(Stored items)
○ ○ ○ ○
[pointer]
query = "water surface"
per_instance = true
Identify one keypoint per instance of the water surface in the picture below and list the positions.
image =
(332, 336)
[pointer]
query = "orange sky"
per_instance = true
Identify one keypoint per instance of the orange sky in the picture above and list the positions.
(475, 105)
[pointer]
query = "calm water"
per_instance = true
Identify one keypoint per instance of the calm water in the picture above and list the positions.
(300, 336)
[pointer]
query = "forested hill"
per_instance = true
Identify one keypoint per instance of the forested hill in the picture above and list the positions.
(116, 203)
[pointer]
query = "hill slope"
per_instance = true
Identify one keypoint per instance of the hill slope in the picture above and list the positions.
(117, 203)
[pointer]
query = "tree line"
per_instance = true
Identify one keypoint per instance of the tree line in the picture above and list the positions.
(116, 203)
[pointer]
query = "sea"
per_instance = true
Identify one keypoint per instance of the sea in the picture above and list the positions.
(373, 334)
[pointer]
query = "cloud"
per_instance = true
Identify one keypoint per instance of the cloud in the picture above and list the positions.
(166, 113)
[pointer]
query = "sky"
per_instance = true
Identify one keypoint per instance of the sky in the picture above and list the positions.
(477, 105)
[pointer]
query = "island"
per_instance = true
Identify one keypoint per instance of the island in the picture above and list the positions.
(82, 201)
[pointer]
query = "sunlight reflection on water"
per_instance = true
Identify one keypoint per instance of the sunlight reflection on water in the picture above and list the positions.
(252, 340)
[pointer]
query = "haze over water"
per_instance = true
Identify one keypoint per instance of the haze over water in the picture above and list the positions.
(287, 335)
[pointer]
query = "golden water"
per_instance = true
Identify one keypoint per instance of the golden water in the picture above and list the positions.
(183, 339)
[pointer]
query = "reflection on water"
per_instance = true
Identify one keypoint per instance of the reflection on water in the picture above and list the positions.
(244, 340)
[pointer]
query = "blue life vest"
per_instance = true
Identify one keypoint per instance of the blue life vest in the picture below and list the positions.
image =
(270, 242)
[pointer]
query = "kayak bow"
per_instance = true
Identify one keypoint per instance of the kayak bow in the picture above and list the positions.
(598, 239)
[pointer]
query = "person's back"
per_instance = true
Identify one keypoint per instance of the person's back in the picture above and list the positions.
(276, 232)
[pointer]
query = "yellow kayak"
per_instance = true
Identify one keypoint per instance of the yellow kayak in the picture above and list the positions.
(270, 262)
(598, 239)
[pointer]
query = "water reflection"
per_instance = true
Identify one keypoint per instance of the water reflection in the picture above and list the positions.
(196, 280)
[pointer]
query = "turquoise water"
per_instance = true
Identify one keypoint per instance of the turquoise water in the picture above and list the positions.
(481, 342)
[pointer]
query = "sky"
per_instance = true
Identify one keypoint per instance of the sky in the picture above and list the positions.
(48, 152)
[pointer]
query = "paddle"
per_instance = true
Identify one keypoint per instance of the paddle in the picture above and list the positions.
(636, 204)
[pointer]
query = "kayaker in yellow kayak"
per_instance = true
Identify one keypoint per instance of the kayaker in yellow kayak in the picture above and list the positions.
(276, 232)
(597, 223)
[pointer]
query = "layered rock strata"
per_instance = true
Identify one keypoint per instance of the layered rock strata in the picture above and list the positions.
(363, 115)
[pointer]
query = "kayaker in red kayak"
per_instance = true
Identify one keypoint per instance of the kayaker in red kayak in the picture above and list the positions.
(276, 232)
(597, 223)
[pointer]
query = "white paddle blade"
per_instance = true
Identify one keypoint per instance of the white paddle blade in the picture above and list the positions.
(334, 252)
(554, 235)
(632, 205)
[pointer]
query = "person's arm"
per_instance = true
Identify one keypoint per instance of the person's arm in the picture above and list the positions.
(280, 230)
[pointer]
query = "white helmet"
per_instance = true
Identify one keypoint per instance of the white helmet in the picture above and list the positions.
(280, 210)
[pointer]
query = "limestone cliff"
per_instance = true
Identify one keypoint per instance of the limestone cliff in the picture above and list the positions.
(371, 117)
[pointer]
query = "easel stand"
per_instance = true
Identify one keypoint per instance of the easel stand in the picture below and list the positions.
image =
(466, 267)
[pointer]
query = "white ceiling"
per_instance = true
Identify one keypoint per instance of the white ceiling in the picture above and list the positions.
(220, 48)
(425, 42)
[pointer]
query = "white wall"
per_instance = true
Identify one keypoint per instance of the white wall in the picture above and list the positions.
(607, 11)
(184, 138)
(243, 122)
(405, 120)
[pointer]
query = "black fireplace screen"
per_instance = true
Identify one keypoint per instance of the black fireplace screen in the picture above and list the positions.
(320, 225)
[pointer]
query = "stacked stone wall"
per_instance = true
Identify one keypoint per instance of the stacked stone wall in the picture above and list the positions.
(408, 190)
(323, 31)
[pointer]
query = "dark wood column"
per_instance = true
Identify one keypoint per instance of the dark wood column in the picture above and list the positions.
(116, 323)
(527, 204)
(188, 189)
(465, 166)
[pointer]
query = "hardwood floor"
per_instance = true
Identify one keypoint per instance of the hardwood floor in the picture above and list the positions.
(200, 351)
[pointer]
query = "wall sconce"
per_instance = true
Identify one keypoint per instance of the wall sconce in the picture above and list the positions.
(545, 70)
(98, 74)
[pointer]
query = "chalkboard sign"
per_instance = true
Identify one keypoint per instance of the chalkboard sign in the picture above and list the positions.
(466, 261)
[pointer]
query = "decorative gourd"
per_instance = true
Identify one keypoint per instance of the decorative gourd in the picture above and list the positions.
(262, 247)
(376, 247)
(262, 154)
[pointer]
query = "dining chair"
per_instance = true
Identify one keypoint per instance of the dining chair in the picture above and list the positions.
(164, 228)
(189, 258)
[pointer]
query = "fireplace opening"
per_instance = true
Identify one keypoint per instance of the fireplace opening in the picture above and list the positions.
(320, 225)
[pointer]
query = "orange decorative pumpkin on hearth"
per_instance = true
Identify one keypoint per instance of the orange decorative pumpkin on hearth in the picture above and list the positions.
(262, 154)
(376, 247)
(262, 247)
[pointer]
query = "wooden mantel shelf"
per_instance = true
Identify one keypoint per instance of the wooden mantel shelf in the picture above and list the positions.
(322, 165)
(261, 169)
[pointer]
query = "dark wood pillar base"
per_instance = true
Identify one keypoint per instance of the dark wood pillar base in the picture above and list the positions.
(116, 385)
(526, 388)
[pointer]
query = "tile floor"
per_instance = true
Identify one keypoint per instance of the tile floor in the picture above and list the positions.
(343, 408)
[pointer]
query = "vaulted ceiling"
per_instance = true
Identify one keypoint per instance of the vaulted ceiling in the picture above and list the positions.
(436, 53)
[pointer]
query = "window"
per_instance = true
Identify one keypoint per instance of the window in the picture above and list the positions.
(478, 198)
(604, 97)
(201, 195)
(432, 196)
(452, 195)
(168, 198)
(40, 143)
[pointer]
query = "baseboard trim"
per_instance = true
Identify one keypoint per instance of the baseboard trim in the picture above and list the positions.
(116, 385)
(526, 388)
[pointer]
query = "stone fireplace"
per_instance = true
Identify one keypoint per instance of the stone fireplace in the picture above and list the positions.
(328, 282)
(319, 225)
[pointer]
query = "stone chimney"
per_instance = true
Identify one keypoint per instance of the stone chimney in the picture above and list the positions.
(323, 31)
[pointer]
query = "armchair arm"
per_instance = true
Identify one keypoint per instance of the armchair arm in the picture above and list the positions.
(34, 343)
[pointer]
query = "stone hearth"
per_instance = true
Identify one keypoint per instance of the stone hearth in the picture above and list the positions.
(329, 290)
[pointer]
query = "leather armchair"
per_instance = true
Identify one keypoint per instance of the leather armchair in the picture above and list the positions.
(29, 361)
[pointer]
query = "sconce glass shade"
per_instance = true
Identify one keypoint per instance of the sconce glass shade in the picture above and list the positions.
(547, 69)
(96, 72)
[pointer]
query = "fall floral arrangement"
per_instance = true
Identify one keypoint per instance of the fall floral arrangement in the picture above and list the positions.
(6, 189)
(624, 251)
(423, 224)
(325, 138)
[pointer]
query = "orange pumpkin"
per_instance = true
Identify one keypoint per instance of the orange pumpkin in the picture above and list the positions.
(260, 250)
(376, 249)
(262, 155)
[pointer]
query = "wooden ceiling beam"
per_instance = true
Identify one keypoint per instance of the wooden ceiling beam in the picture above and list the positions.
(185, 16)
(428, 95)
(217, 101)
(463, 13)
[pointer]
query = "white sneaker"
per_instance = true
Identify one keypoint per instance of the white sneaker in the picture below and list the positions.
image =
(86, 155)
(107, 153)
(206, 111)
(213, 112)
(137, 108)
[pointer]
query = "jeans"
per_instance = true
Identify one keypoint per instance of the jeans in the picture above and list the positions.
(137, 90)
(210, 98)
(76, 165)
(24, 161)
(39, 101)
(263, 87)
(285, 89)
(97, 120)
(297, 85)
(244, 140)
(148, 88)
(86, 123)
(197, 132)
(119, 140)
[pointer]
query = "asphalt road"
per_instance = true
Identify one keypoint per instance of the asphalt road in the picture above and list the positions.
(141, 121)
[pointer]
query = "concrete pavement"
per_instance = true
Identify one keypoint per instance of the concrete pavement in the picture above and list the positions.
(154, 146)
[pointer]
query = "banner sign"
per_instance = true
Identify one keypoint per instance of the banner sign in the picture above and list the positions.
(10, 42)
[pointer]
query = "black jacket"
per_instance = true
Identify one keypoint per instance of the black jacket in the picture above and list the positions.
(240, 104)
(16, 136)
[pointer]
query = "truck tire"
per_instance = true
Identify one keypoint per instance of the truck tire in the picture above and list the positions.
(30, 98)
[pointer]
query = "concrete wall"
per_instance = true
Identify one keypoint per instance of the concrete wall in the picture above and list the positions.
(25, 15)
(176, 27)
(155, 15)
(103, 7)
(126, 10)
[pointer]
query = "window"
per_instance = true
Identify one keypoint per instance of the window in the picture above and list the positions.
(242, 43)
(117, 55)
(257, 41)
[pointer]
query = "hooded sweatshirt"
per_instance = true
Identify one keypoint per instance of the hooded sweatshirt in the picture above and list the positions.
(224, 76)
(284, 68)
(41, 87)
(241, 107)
○ ○ ○ ○
◆ What the exercise asks: Pull out each line of the entries above that contains the word "rock", and copy every such line in full.

◆ Output for this task:
query = "layered rock strata"
Identify one keypoint per instance of the layered rock strata in the picture above and list the positions.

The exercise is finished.